▶ [WHAT IS NEEDED]
Can you return the listing unchanged, from its first line through the line containing "[261,371,479,479]", with both of those lines included?

[Rows of box annotation data]
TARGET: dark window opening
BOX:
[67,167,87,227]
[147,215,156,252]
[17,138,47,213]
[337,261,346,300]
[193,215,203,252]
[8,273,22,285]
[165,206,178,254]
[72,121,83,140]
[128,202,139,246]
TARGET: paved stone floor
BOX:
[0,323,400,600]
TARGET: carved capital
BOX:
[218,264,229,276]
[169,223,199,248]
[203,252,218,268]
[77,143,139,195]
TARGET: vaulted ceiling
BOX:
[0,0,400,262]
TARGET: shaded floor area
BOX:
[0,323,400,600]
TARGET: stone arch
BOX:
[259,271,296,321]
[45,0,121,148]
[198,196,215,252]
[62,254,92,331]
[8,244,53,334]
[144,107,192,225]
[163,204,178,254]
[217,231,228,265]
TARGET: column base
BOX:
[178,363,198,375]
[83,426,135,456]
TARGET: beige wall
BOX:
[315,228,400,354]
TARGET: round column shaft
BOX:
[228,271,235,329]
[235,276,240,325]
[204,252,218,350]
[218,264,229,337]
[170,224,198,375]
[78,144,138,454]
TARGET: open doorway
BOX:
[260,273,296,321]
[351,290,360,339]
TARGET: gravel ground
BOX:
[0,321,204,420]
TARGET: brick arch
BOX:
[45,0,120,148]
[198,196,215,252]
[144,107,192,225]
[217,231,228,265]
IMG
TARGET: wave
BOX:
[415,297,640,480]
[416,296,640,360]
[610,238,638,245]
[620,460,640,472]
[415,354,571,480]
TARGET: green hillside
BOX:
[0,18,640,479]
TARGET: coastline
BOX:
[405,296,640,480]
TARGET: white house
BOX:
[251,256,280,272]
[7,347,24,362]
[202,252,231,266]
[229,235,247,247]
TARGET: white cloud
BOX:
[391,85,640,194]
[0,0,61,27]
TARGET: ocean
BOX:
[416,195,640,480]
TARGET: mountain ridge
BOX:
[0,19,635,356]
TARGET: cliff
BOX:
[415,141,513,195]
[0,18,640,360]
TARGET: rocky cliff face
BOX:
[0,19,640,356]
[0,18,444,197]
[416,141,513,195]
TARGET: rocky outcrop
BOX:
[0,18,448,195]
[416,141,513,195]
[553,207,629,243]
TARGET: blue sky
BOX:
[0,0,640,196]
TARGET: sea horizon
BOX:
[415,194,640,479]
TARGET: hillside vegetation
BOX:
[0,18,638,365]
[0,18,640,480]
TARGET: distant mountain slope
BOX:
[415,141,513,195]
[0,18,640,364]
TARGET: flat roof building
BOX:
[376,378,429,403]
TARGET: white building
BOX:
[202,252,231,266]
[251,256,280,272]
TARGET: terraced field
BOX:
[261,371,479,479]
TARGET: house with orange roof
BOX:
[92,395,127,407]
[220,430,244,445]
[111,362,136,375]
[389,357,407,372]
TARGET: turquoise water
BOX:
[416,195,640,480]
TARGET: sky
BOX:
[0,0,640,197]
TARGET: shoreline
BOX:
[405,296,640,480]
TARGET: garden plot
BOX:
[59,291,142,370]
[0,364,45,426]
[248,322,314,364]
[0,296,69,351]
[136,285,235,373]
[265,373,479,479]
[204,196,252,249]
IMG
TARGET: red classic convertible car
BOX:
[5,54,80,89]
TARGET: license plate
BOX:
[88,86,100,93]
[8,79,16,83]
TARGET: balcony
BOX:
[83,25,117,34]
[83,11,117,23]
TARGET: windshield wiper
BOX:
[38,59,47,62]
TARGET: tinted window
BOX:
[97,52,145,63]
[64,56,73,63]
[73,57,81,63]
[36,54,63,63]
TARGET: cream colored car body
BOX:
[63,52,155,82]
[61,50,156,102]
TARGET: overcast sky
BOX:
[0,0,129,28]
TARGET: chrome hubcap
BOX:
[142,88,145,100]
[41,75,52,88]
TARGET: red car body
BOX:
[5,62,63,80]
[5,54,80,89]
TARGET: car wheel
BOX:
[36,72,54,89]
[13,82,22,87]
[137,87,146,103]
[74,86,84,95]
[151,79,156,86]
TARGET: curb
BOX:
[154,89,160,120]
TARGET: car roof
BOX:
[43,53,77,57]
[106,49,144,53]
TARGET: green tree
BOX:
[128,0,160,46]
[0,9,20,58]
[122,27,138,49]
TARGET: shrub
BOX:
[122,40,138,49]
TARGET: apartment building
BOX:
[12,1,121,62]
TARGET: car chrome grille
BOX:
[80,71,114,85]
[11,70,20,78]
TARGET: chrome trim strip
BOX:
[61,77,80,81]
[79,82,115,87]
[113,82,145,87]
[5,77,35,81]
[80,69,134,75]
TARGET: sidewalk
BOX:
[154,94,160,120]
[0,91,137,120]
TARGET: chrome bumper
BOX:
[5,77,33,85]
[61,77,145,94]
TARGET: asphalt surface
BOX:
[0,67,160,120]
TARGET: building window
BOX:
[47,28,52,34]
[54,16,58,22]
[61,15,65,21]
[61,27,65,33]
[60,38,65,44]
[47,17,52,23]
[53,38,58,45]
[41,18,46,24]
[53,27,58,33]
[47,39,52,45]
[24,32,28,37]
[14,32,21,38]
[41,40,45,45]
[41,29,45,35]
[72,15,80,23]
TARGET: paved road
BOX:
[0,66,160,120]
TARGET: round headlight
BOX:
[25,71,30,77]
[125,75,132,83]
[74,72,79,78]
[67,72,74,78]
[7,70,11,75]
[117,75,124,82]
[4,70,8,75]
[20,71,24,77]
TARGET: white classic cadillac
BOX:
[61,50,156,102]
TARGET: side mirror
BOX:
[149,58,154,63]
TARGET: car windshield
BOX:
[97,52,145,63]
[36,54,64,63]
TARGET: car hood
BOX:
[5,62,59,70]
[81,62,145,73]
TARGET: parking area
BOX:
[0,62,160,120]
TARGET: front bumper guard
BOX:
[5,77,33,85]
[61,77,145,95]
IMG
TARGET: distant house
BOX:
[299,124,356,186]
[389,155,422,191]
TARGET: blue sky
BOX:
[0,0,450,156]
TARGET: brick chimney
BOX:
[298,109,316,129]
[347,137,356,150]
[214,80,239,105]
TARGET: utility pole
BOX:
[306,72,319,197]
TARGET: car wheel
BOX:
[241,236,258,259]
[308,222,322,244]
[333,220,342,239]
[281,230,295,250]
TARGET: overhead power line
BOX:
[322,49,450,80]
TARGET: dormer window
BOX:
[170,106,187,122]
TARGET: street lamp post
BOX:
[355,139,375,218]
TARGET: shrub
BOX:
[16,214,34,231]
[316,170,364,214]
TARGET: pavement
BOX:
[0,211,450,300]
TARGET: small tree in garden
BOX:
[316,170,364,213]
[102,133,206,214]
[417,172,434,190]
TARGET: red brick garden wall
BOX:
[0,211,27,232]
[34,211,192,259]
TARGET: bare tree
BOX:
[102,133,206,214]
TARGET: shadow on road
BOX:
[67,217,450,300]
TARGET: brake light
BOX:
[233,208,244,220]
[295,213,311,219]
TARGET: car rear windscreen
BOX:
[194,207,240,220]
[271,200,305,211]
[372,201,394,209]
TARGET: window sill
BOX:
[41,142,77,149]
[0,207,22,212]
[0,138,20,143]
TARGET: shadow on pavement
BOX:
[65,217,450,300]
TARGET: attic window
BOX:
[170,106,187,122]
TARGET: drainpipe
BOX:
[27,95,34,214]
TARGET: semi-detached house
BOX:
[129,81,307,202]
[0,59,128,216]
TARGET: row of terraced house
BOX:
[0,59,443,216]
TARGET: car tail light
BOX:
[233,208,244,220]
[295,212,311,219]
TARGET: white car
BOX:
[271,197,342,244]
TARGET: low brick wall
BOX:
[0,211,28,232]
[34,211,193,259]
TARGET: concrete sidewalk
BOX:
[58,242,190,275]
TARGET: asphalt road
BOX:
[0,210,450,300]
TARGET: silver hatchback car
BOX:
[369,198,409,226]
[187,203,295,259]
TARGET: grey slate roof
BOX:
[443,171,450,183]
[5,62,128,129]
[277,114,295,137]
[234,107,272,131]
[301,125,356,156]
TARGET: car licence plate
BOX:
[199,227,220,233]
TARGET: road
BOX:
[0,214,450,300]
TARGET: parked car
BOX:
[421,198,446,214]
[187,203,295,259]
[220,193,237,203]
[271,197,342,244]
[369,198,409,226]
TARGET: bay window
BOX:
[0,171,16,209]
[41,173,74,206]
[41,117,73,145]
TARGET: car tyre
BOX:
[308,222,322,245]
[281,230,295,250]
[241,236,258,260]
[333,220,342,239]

▶ [ANSWER IN FULL]
TARGET: dark window opening
BOX:
[67,167,87,227]
[147,215,156,252]
[17,138,47,213]
[337,261,346,300]
[193,215,203,252]
[8,273,22,285]
[165,206,178,254]
[72,121,83,140]
[128,202,139,246]
TARGET: paved stone floor
BOX:
[0,323,400,600]
TARGET: carved capital
BOX:
[218,264,229,276]
[169,223,199,248]
[203,252,218,268]
[77,143,139,195]
TARGET: vaulted ceiling
BOX:
[0,0,400,262]
TARGET: shaded floor area
BOX:
[0,323,400,600]
TARGET: stone arch
BOX:
[259,271,296,321]
[45,0,121,148]
[198,196,215,252]
[62,254,92,331]
[8,244,53,334]
[144,107,192,225]
[163,204,178,254]
[217,231,228,265]
TARGET: column base
BOX:
[178,363,198,375]
[83,426,135,456]
TARGET: beige wall
BOX:
[315,228,400,354]
TARGET: round column shaft
BOX:
[228,271,235,329]
[235,276,240,325]
[204,252,218,350]
[218,264,229,337]
[170,224,198,375]
[78,144,138,454]
TARGET: open doorway
BOX:
[260,273,296,321]
[351,290,360,339]
TARGET: gravel ground
BOX:
[0,321,204,420]
TARGET: brick arch
BOX:
[45,0,120,148]
[198,196,215,252]
[144,107,192,225]
[217,231,228,265]
IMG
TARGET: wave
BOX:
[415,297,640,480]
[416,296,640,360]
[610,238,638,245]
[620,460,640,472]
[415,354,571,480]
TARGET: green hillside
BOX:
[0,18,640,479]
TARGET: coastline
BOX:
[405,296,640,480]
TARGET: white house
BOX:
[251,256,280,272]
[7,347,24,362]
[202,252,231,266]
[229,235,247,247]
TARGET: white cloud
BOX:
[391,85,640,194]
[0,0,61,27]
TARGET: ocean
BOX:
[416,195,640,480]
TARGET: mountain ridge
BOX:
[0,19,635,356]
TARGET: cliff
BOX:
[415,141,513,195]
[0,18,640,360]
TARGET: rocky cliff face
BOX:
[0,19,640,356]
[0,18,444,197]
[416,141,513,195]
TARGET: rocky outcrop
BOX:
[0,18,448,195]
[416,141,513,195]
[553,207,629,243]
TARGET: blue sky
BOX:
[0,0,640,196]
TARGET: sea horizon
BOX:
[415,194,640,479]
TARGET: hillside vegetation
BOX:
[0,18,638,365]
[0,18,640,480]
TARGET: distant mountain slope
BOX:
[415,141,513,195]
[0,18,640,364]
TARGET: flat roof building
BOX:
[376,378,429,403]
TARGET: white building
BOX:
[202,252,231,266]
[251,256,280,272]
TARGET: terraced field
BOX:
[261,371,479,479]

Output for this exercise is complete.